- WORK REQUIRED: Reproduce the data below line for line, with no changes.

---

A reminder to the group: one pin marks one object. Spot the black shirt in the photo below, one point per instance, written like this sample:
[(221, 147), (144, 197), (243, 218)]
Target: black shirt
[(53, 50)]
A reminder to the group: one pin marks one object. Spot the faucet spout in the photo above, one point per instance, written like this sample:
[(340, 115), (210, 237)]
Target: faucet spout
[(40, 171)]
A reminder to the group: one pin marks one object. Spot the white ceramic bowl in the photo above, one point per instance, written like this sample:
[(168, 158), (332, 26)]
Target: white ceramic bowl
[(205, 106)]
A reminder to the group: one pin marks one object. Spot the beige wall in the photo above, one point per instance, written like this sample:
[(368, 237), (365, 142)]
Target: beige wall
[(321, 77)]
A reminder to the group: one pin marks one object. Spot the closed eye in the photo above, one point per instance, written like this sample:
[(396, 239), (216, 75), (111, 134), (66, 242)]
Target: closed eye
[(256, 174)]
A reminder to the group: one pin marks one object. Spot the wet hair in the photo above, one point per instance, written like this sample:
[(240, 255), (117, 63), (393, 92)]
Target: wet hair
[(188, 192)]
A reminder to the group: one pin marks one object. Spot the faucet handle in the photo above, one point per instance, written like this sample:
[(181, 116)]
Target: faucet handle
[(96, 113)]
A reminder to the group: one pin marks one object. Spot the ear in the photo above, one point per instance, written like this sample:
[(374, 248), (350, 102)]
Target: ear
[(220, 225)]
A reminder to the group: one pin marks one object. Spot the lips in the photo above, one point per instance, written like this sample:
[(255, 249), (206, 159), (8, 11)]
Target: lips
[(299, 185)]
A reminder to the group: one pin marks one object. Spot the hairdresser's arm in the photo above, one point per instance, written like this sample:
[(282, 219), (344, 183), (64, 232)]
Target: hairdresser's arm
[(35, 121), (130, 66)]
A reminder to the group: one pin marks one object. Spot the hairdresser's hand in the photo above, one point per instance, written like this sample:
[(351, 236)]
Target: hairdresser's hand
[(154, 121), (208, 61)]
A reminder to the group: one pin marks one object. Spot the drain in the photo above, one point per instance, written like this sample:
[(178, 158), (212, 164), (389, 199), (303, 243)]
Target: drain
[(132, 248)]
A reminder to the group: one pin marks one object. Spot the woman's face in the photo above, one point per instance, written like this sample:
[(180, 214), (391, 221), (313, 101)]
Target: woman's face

---

- EXERCISE RESPONSE:
A reminder to the group: one pin marks one object. Spot the black shirt in the photo below, one point per instance, written like this sample:
[(221, 147), (144, 197), (243, 218)]
Target: black shirt
[(53, 50)]
A reminder to the group: one pin marks one object. Spot the faucet spout in the photo above, one point per instance, written like this sample:
[(340, 115), (210, 237)]
Target: faucet spout
[(40, 171)]
A reminder to the group: one pin marks one object. Spot the white ceramic bowl in the photo above, one point per instance, written like this sample:
[(168, 158), (332, 26)]
Target: white ceramic bowl
[(205, 106)]
A reminder to the group: one pin marks one object. Spot the beige wall in the photo above, one point per instance, written like this sample:
[(368, 237), (365, 142)]
Target: beige wall
[(321, 77)]
A reminder to the group: one pin marks one object. Spot the closed eye in the photo above, one point per instance, written like this sample:
[(396, 239), (216, 75), (111, 134), (66, 242)]
Target: closed eye
[(256, 174)]
A reminder to the group: one pin marks one object. Spot the wet hair in the photo above, one point per instance, written like this sample:
[(240, 255), (117, 63), (393, 92)]
Target: wet hair
[(188, 192)]
A reminder to the group: one pin marks one object. Spot the faucet handle in the photo above, one point per instance, written like this sample:
[(181, 116)]
Target: faucet handle
[(96, 113)]
A reminder to the group: one pin marks one object. Spot the ear in the photo above, one point per instance, written like this sample:
[(374, 248), (350, 102)]
Target: ear
[(220, 225)]
A reminder to the group: one pin marks one object. Spot the lips in the photo above, one point per instance, written like this sample:
[(255, 249), (206, 159), (8, 11)]
Target: lips
[(299, 185)]
A reminder to the group: one pin marks one object. Spot the hairdresser's arm in the photo above, one point per instance, written like this sample:
[(282, 219), (344, 183), (64, 232)]
Target: hairdresser's arm
[(35, 121), (130, 66)]
A reminder to the group: one pin marks one object. Spot the hairdresser's hand in the photo above, one point per instance, written like this sample:
[(351, 236)]
Target: hairdresser's hand
[(154, 121), (208, 61)]
A reminder to the group: one pin marks one object. Spot the drain in the photo above, one point per instance, written like this sample:
[(178, 158), (212, 164), (389, 199), (303, 243)]
Target: drain
[(132, 248)]
A reminder to the group: one pin marks one object. Spot the woman's face in the photo above, one point per instance, written like this sample:
[(180, 214), (391, 221), (313, 101)]
Target: woman's face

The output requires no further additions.